### SET TASK
Rewrite all of the lines in the records below, requests included, scaling every bounding-box coordinate in the answers by 1.3 and rounding to the nearest whole number, with halves rounded up. Omit the pictures.

Annotated coordinate records:

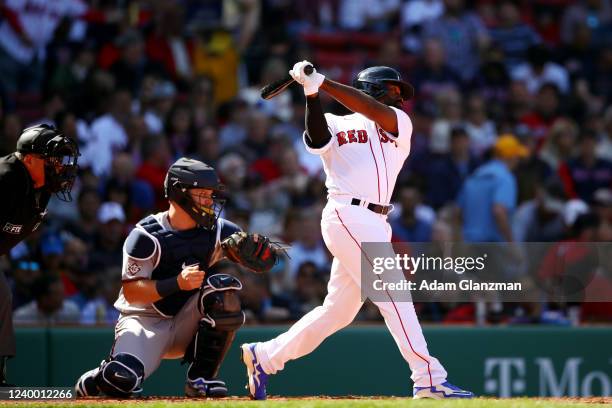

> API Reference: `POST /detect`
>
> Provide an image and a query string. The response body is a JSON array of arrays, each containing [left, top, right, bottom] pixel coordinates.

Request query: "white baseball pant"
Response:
[[255, 197, 447, 387]]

### EXPECTED ANSWER
> API Reference: `POST /detect`
>
> Provide an image and a query string. The response body is a JSON array of arrays, each containing [left, top, right, bottom] pixel coordinates.

Request query: "white baseball pant"
Response:
[[332, 256, 581, 503]]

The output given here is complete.